Image object location records:
=-=-=
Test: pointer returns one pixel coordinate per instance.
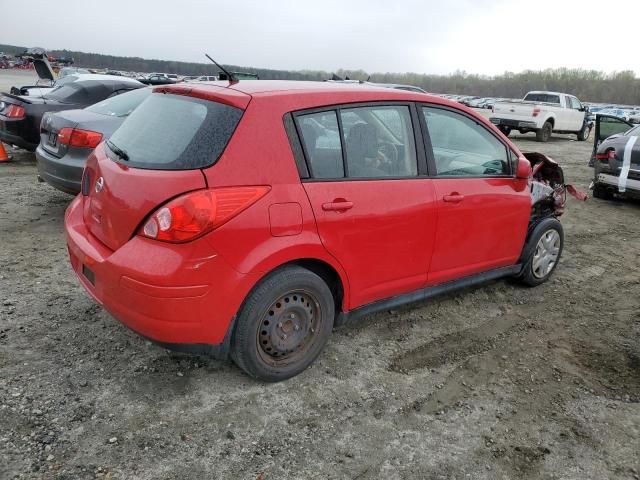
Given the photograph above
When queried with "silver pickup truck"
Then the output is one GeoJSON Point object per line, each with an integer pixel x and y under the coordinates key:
{"type": "Point", "coordinates": [543, 113]}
=-=-=
Written task: Repeat the records above line for line, without the pictures.

Written reply:
Test: pointer returns one pixel coordinate per instance.
Given the photograph above
When queried with "silver pickup truck"
Then the output is one GeoJSON Point object per line, each with an integer pixel x and y under the coordinates key:
{"type": "Point", "coordinates": [543, 113]}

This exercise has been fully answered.